## Instruction
Can you reproduce the items below word for word, starting with their very first line and going on through the line with "left=0, top=0, right=45, bottom=72"?

━━━ Stored data

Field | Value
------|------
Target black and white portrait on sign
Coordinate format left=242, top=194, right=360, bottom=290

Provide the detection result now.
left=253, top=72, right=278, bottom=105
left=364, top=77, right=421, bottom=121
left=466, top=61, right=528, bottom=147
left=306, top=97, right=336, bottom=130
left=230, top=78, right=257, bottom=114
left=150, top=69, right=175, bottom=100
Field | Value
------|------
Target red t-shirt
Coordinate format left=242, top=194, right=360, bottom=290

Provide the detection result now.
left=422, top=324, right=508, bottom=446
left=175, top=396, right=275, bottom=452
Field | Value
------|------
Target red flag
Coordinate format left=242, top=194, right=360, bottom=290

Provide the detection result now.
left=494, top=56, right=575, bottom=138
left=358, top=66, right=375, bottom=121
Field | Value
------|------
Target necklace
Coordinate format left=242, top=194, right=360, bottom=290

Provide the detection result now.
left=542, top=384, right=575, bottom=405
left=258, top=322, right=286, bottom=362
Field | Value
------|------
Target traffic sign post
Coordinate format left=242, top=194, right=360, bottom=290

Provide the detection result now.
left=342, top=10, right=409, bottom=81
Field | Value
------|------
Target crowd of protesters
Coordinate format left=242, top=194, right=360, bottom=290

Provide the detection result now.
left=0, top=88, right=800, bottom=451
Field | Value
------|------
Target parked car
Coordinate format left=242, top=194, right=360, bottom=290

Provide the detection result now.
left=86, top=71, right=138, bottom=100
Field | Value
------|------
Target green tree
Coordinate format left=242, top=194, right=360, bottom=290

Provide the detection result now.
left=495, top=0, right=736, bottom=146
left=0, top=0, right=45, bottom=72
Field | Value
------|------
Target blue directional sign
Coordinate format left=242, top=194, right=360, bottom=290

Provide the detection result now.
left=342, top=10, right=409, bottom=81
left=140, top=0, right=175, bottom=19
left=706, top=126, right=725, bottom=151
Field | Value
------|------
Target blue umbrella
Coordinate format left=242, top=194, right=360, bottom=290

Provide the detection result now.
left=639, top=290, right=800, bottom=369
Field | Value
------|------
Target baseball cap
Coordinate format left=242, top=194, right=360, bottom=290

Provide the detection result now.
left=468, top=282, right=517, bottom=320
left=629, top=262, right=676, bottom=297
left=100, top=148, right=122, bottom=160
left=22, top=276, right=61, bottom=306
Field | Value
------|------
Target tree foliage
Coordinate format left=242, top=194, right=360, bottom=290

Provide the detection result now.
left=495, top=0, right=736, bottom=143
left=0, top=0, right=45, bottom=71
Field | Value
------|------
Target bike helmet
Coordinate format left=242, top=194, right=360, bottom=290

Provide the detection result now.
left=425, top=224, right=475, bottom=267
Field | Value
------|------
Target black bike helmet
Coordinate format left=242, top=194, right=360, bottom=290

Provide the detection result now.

━━━━━━

## The answer
Field | Value
------|------
Target black and white portrait on sign
Coordinate format left=242, top=194, right=360, bottom=290

Provide the detection result now.
left=253, top=72, right=278, bottom=105
left=364, top=77, right=421, bottom=121
left=466, top=61, right=528, bottom=147
left=306, top=97, right=336, bottom=130
left=230, top=78, right=257, bottom=114
left=150, top=69, right=175, bottom=100
Field | Value
------|------
Target red t-shirt
Coordinate format left=242, top=194, right=360, bottom=290

Provide the detection result now.
left=422, top=324, right=508, bottom=446
left=175, top=396, right=275, bottom=452
Field | Value
------|------
Target red flag
Coordinate format left=242, top=194, right=360, bottom=290

Provide the detection result now.
left=494, top=56, right=575, bottom=138
left=358, top=66, right=375, bottom=121
Field | Value
------|------
Target necklace
Coordinate format left=242, top=194, right=360, bottom=290

Provide the detection result now.
left=542, top=384, right=575, bottom=405
left=258, top=322, right=286, bottom=362
Field | Value
------|------
Target traffic sign post
Coordinate format left=242, top=194, right=360, bottom=290

Provide the detection result now.
left=342, top=10, right=409, bottom=81
Field | Value
------|------
Target crowd of protesters
Coordinate format left=242, top=194, right=360, bottom=290

Provide the detection result now.
left=0, top=88, right=800, bottom=451
Field | Value
------|------
Target parked car
Coordinate format left=242, top=194, right=360, bottom=290

Provide the detection result now.
left=86, top=71, right=138, bottom=100
Field | Value
------|------
Target green tree
Coordinate format left=242, top=194, right=360, bottom=290

Provide the detection result now.
left=495, top=0, right=736, bottom=146
left=0, top=0, right=45, bottom=72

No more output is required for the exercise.